start Information given

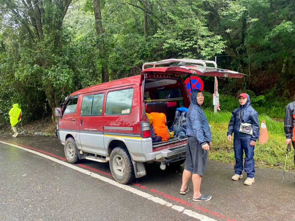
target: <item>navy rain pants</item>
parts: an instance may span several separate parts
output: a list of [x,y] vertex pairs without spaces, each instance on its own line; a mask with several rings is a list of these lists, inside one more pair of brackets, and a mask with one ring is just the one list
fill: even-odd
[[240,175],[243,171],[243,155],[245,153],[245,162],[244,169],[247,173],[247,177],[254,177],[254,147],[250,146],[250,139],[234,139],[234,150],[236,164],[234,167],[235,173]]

end Information given
start Information given

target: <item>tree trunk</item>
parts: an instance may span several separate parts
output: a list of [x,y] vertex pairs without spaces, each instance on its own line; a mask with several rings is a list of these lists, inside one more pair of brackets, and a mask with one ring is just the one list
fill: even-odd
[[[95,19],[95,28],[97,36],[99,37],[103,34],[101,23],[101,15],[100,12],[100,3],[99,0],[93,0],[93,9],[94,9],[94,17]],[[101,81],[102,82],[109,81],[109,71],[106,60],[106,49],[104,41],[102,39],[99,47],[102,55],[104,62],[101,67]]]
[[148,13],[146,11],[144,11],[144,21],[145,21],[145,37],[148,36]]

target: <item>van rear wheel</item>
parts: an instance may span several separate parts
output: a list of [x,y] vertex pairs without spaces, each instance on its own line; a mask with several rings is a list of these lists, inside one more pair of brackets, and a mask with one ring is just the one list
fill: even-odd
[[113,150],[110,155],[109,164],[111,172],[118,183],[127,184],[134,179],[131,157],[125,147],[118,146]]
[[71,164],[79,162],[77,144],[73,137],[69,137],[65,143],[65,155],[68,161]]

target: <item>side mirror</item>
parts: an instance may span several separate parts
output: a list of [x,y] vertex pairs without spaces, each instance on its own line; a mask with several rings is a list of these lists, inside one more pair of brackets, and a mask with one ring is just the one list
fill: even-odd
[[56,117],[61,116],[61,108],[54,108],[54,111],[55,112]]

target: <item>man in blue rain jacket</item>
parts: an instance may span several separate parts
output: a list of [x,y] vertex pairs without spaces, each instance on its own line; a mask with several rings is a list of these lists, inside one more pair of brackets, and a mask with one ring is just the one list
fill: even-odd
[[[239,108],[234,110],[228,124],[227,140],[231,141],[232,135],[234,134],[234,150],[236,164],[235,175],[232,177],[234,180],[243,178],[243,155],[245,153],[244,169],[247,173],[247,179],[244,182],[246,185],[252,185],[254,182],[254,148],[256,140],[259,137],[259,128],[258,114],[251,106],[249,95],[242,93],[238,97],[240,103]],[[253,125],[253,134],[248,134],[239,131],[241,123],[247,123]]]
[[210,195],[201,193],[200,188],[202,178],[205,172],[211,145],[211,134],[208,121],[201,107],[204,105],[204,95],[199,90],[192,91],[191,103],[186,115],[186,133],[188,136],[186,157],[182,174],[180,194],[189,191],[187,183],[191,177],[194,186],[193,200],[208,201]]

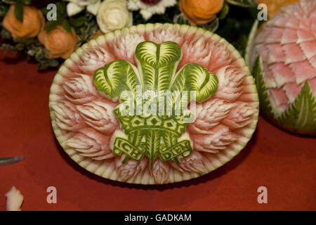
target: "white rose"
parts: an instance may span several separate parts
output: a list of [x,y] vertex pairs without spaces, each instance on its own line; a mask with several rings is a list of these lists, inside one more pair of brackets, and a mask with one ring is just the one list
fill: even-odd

end Information given

▶ [The problem] Copy out every line of the records above that contains the string "rain".

▶ [Written solution]
target: <item>navy rain pants</item>
target: <item>man in blue rain jacket</item>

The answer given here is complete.